··· Records shown ···
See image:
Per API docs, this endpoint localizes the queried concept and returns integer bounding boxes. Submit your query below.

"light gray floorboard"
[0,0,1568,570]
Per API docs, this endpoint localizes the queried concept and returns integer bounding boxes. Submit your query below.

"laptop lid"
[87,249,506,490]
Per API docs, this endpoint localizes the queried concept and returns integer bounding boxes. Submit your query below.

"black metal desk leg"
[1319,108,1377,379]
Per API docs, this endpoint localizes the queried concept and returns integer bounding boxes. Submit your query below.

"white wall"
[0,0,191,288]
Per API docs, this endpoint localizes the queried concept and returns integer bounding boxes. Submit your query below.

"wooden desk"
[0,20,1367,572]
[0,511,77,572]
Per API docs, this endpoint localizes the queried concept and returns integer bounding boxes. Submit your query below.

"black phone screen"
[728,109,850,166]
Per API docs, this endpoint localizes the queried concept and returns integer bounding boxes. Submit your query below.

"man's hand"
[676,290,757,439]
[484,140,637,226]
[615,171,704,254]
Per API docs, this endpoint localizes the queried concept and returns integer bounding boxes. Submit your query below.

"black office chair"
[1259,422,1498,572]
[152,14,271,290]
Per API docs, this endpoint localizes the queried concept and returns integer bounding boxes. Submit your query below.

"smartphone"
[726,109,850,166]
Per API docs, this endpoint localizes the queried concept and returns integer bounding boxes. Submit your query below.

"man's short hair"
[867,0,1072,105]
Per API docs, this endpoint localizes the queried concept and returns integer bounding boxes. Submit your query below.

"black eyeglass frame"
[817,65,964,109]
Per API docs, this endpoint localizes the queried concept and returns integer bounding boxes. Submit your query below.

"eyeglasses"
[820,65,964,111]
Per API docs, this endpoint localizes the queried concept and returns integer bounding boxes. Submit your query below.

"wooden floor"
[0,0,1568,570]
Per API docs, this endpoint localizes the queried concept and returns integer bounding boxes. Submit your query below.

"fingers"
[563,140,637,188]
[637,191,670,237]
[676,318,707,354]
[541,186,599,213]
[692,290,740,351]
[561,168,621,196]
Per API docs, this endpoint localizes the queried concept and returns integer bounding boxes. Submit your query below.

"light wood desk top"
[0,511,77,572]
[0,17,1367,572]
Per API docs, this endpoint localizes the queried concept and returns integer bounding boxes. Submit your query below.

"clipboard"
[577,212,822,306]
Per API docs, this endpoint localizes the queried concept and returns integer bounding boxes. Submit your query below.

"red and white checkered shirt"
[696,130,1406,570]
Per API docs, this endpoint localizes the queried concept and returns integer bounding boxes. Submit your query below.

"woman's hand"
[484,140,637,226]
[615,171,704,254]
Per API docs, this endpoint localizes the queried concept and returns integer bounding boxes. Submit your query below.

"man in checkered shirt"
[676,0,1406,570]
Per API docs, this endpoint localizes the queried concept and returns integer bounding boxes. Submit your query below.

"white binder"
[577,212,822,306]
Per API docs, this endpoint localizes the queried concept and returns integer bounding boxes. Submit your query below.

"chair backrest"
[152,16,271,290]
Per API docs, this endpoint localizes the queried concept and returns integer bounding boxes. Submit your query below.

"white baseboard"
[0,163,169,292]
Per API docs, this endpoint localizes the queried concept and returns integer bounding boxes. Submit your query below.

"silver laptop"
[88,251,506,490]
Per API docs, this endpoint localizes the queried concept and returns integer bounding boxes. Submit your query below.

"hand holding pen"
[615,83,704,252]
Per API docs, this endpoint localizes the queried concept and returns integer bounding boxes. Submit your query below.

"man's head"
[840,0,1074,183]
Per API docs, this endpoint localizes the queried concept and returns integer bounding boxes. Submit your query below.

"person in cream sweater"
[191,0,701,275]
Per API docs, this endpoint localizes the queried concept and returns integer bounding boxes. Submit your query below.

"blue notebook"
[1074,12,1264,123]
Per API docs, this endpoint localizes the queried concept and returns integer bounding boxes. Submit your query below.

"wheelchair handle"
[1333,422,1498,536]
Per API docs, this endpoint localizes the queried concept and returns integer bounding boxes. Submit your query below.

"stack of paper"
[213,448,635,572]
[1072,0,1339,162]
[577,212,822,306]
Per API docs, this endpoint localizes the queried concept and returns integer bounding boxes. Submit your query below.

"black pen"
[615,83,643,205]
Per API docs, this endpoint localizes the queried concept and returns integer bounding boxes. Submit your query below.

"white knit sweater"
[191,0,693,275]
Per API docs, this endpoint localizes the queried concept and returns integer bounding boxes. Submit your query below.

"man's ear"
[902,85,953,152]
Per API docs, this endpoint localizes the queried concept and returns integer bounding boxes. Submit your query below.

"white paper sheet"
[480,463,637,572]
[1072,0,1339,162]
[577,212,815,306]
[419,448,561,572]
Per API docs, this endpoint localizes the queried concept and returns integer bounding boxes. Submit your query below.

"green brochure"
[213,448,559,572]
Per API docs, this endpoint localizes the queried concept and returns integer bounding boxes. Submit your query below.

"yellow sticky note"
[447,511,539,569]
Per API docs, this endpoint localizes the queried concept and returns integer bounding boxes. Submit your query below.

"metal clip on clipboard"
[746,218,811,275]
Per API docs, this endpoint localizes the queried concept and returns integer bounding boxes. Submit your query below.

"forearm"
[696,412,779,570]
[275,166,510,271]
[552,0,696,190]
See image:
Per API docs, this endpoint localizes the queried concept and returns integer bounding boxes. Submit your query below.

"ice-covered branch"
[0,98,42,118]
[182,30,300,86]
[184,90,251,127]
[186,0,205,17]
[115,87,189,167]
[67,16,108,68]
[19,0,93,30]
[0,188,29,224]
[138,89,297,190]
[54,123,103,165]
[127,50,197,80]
···
··· Records shown ···
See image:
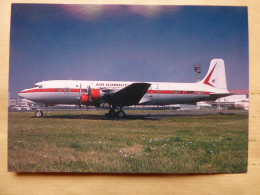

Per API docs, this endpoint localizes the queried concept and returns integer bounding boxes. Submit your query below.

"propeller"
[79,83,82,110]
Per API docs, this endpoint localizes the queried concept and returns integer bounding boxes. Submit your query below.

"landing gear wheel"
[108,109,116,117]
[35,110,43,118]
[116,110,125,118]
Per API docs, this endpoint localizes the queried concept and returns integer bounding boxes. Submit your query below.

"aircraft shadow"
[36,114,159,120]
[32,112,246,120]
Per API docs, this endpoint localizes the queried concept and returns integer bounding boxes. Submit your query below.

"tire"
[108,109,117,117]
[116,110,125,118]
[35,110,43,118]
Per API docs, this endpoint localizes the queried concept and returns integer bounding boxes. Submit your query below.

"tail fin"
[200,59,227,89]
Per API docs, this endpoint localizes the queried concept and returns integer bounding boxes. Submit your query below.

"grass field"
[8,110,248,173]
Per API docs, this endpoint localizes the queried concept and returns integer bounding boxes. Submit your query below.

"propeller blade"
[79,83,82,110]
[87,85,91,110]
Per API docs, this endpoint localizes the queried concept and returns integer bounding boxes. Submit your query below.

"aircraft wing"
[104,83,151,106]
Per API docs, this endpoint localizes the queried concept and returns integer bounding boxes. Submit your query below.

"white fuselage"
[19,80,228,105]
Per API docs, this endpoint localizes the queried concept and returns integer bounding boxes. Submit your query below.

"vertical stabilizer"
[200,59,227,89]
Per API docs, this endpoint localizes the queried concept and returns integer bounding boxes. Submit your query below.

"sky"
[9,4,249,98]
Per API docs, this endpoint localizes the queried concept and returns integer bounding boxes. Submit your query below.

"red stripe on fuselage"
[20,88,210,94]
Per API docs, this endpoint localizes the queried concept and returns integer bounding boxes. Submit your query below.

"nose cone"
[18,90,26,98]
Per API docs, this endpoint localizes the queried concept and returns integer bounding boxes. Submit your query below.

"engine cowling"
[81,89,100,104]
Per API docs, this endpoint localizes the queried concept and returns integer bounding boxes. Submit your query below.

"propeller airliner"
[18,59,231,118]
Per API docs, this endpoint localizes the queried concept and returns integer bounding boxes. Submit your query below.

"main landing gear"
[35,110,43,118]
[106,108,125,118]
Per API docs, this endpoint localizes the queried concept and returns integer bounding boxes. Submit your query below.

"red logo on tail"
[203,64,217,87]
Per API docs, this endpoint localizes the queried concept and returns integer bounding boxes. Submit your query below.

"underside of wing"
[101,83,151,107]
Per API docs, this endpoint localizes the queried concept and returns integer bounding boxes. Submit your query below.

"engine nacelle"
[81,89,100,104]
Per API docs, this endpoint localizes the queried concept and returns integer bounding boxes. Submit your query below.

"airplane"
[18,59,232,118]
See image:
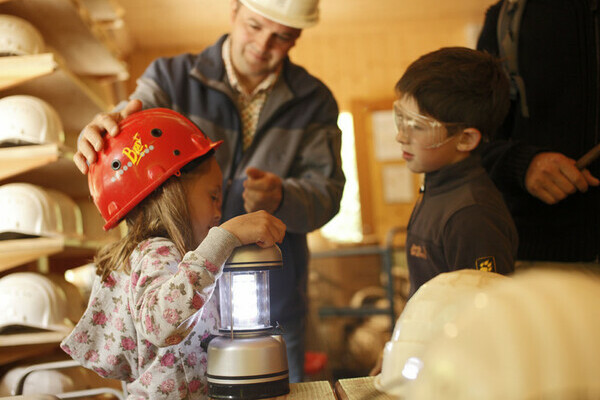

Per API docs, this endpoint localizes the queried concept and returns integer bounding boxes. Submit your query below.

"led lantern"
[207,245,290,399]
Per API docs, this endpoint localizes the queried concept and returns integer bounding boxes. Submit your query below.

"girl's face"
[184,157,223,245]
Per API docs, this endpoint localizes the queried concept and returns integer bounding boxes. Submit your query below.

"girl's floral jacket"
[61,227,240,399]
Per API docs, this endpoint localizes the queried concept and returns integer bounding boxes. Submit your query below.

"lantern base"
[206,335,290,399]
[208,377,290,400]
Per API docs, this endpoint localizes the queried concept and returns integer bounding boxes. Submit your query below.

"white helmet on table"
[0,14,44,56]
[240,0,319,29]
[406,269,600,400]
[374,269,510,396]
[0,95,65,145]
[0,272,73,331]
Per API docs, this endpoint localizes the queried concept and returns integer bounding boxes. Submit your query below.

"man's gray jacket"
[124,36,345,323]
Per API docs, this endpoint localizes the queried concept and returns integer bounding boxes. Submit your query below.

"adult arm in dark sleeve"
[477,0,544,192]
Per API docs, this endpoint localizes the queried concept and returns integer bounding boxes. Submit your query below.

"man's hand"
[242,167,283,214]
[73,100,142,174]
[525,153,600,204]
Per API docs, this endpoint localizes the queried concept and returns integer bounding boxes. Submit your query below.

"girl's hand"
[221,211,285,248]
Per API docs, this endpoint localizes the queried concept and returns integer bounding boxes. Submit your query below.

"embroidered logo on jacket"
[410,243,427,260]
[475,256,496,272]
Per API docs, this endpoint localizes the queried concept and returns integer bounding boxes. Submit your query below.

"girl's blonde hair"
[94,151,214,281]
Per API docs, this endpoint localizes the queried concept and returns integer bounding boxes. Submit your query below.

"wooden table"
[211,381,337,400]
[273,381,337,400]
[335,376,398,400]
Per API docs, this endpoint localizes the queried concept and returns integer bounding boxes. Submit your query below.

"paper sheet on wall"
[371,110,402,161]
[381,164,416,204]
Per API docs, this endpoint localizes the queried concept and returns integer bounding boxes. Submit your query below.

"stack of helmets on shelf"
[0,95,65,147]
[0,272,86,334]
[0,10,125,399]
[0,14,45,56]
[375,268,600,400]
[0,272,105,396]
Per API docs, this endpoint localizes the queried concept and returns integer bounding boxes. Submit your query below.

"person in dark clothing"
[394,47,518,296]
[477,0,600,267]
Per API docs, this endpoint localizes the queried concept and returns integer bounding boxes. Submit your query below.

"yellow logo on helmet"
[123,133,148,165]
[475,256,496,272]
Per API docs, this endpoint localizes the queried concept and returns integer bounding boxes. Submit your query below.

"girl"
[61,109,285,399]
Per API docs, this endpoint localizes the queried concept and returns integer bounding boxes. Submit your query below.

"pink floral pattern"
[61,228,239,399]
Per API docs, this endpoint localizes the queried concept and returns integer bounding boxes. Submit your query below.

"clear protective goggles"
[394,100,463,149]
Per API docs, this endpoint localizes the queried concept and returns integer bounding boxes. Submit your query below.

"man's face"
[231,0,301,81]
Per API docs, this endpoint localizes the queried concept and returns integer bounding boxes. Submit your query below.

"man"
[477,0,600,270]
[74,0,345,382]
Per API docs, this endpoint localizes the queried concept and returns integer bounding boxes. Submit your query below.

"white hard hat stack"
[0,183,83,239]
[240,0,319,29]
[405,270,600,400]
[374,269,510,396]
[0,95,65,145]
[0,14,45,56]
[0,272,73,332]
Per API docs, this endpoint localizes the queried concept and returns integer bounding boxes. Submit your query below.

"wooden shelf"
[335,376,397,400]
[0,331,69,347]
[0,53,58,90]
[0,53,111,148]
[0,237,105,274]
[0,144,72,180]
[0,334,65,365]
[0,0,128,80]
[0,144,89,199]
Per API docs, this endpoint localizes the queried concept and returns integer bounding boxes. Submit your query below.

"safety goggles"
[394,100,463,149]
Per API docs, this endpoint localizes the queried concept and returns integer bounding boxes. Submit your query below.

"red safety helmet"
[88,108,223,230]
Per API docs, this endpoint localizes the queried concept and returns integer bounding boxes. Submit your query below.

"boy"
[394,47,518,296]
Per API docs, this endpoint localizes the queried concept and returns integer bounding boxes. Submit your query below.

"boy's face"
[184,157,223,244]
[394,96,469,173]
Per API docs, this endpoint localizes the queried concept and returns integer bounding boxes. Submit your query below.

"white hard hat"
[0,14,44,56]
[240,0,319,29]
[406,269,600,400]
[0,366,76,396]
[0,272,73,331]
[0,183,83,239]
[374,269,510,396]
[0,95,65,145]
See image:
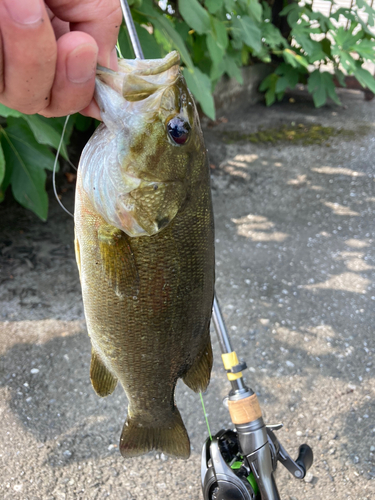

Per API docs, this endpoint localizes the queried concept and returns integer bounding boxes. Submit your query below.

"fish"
···
> Do this:
Please count the rows above that contain the string "logo", matching case exactly, and reply with only that number.

> Answer to the task:
3